*PROBLEM REQUIREMENTS*. Word for word, transcribe the data below from the line with "grille and report the position of each." to the line with "hat and report the position of each.", keeping both of those lines.

*THE INPUT*.
◇ ◇ ◇ ◇ ◇ ◇ ◇

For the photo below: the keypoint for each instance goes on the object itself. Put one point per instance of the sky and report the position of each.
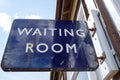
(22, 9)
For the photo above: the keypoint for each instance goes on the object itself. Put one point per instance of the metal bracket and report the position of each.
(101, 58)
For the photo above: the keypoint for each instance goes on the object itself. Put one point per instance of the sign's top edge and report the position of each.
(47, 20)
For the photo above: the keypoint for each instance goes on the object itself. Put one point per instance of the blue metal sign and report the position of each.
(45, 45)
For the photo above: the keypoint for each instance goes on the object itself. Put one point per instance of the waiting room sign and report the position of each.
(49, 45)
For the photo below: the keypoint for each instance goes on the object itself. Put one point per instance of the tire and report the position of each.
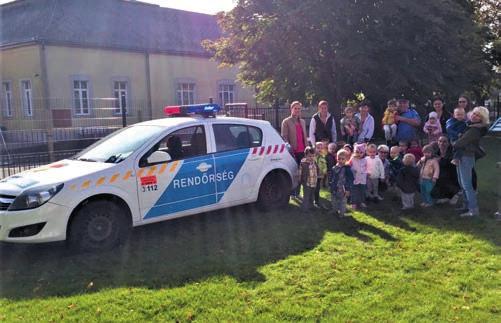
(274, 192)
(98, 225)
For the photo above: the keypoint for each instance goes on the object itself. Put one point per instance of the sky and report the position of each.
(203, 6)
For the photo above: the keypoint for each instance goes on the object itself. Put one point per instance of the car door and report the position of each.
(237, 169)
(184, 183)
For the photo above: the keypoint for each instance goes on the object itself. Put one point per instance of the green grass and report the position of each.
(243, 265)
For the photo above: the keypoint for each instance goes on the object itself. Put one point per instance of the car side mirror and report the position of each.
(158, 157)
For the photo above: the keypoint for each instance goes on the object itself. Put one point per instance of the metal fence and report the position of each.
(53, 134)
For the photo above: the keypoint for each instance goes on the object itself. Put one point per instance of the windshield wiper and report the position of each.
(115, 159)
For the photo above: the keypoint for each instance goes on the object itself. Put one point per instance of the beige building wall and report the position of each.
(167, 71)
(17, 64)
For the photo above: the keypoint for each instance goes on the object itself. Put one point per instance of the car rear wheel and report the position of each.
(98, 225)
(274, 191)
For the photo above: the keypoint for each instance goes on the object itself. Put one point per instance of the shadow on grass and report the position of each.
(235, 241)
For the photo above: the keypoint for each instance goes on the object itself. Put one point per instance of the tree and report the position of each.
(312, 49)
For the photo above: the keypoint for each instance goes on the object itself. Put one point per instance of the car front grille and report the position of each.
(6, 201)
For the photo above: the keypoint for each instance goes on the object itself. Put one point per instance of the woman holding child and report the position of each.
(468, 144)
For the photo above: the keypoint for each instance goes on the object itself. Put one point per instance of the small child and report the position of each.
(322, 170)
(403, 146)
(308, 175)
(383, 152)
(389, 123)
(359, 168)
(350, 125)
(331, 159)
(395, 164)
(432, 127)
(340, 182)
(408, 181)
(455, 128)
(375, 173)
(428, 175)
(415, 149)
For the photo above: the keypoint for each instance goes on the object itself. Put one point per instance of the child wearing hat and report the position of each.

◇ ◇ ◇ ◇ ◇ ◇ ◇

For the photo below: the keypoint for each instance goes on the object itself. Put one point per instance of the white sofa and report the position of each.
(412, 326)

◇ ◇ ◇ ◇ ◇ ◇ ◇

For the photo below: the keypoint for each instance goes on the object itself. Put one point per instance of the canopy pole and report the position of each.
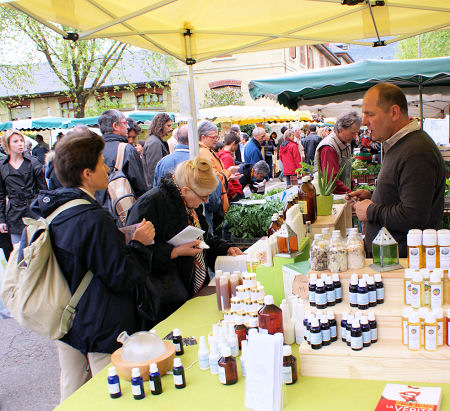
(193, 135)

◇ ◇ ◇ ◇ ◇ ◇ ◇

*RESULT*.
For the photo above: the keypoint for each instance goes on the object itself. Put one point per instance of the car front grille and report the position of each.
(6, 201)
For the photo above: the keypoint for each instance goes on the object itself. Put one point per instance of the woman holding child and report the position of each.
(468, 144)
For the photo above: the keypoint for each instance goes on the object itself. Put one point per instance of the small child and report the position of each.
(322, 170)
(403, 146)
(308, 175)
(383, 152)
(389, 123)
(359, 168)
(350, 125)
(331, 159)
(395, 164)
(432, 127)
(340, 182)
(408, 181)
(455, 128)
(375, 173)
(428, 175)
(415, 149)
For the photo above: the keypoint for each instance goes on the object itself. Put one point per instance of the child wearing hat and report the position of each.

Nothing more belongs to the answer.